┏━━
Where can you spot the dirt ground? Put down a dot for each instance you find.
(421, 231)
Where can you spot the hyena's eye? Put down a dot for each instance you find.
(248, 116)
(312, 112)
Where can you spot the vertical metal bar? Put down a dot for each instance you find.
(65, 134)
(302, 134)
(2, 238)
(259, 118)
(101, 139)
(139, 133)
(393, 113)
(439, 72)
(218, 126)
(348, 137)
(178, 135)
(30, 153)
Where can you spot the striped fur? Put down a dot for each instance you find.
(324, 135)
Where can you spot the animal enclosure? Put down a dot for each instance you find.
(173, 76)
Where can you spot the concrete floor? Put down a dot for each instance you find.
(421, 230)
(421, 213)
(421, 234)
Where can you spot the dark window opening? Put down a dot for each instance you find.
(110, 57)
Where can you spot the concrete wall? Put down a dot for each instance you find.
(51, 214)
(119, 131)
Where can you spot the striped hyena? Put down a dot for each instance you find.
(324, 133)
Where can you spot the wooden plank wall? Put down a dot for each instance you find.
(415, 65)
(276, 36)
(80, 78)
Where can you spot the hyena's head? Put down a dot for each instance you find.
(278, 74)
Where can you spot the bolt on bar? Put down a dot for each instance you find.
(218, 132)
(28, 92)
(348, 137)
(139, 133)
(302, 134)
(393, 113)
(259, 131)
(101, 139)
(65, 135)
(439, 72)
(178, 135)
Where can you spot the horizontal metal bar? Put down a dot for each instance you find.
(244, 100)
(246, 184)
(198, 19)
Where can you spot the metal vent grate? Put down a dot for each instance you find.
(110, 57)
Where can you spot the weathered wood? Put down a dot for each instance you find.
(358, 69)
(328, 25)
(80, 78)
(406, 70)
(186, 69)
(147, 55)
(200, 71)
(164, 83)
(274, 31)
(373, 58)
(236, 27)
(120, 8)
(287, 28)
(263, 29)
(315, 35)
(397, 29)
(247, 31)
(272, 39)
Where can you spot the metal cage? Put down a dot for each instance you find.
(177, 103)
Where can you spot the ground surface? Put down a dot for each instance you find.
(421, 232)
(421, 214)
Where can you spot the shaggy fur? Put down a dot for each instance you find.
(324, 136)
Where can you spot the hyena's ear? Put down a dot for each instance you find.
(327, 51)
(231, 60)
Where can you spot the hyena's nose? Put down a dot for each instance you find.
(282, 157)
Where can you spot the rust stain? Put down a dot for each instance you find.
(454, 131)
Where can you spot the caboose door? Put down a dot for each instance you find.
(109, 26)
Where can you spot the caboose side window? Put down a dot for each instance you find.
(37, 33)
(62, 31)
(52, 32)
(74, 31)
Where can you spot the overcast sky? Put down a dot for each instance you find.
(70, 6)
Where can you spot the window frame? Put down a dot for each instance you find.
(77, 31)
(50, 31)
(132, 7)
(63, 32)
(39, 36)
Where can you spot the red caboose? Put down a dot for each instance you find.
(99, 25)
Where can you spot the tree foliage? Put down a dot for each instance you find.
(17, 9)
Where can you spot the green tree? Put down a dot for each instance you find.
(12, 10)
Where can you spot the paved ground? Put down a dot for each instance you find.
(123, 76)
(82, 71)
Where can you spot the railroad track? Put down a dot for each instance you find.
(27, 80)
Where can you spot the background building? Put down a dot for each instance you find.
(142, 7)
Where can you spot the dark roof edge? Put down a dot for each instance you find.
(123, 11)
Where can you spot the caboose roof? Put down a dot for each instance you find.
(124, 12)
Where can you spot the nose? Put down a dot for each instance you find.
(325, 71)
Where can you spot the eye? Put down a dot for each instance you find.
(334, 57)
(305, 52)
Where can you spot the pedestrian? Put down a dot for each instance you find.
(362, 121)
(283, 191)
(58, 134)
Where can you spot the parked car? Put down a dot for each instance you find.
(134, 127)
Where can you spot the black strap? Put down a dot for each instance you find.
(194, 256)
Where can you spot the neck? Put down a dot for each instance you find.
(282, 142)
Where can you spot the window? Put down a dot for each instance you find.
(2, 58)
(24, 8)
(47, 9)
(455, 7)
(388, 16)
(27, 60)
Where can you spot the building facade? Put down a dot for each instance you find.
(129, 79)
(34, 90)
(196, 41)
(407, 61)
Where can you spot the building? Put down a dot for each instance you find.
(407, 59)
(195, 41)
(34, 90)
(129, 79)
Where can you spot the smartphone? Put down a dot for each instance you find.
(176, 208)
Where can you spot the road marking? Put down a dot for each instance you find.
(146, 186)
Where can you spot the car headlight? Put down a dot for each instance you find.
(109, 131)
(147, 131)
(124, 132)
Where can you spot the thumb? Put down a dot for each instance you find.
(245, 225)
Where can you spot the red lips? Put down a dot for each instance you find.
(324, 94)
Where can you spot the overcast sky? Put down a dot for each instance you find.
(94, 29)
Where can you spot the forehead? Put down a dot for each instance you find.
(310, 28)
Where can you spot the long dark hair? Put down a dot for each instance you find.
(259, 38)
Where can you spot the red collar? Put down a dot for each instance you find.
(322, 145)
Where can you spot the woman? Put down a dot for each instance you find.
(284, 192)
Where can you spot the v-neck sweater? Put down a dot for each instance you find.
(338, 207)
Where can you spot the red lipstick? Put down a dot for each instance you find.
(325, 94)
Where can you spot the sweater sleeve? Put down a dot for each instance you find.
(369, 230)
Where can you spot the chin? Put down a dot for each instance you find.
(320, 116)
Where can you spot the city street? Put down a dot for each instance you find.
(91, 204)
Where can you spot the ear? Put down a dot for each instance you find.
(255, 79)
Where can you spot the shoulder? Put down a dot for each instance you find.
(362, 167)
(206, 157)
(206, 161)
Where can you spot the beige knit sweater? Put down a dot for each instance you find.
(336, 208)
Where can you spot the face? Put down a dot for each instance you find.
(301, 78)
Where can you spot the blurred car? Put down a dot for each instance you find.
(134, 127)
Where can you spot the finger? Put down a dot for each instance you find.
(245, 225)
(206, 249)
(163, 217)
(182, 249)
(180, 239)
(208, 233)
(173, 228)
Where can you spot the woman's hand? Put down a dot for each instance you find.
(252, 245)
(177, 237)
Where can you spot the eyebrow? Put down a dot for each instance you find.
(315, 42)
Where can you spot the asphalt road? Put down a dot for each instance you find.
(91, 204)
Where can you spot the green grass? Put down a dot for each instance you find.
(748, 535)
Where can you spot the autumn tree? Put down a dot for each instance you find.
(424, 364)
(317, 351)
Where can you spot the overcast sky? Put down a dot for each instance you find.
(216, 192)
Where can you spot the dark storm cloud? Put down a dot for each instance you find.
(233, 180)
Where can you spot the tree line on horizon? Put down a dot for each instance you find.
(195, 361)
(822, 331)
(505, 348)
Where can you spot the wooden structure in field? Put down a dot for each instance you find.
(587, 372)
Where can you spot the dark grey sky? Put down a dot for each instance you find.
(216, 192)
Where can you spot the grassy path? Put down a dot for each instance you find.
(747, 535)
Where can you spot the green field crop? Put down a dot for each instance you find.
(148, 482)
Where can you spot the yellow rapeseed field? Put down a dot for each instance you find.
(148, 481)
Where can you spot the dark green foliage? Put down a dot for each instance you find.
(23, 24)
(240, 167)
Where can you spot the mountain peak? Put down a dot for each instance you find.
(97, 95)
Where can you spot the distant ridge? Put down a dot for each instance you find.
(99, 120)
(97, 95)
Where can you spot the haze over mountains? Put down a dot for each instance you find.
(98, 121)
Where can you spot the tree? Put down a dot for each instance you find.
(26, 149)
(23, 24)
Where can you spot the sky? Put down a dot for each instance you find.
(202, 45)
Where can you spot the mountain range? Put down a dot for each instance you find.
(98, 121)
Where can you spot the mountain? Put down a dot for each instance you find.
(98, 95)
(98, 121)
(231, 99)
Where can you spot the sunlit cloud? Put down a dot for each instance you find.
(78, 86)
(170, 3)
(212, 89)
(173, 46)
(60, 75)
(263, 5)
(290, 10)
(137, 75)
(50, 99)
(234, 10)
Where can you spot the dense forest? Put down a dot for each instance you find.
┗━━
→ DIRECTIONS FOR THIS TASK
The line with "Where can you spot the asphalt" and all the lines after it in the records above are to be output exactly, with nothing added.

→ ANSWER FOR THE TASK
Where can you spot the asphalt road? Put down a dot for each instance you find.
(91, 204)
Where can you spot the green grass? Put down a dot for each instance you find.
(748, 535)
Where can you spot the autumn tree? Put down a dot for each instance you find.
(424, 364)
(317, 351)
Where can you spot the overcast sky? Put down a dot for each instance you find.
(216, 192)
Where can you spot the dark storm cloud? Put down a dot for each instance you find.
(233, 180)
Where can you spot the tree line on horizon? Put down a dot for each instance you find.
(195, 361)
(822, 331)
(505, 348)
Where can you spot the wooden structure in field? Put down a dot for each instance you find.
(587, 372)
Where can you spot the dark grey sky? Put down a dot for each instance you find.
(216, 192)
Where can you spot the grassy path? Put down a dot for each instance you find.
(747, 535)
Where can you spot the green field crop? Put down a dot for each instance you find.
(148, 482)
Where can you spot the yellow rapeseed field? Put down a dot for each instance you find.
(148, 481)
Where can you spot the dark green foliage? Put down a dot for each instance you find.
(23, 24)
(240, 167)
Where can you spot the mountain peak? Put down a dot for each instance you find.
(97, 95)
Where can you spot the distant ridge? Put down a dot for each instance you find.
(99, 120)
(97, 95)
Where can you spot the haze over mountains? Put down a dot for each instance you find.
(98, 121)
Where can you spot the tree? Put down a dot for each instance you find.
(26, 149)
(23, 24)
Where can you spot the sky? Put down a dot for each instance you find.
(202, 45)
Where can you spot the mountain range? Put down a dot for each instance you find.
(98, 121)
Where can you spot the mountain? Put down a dot for each instance you find.
(98, 95)
(98, 121)
(231, 99)
Where can you spot the sunlit cloud? Put down a dot for each instance you find.
(78, 86)
(170, 3)
(212, 89)
(173, 46)
(60, 75)
(263, 5)
(290, 10)
(137, 75)
(50, 99)
(234, 10)
Where can you spot the dense forest? Put down a dot for each instance you find.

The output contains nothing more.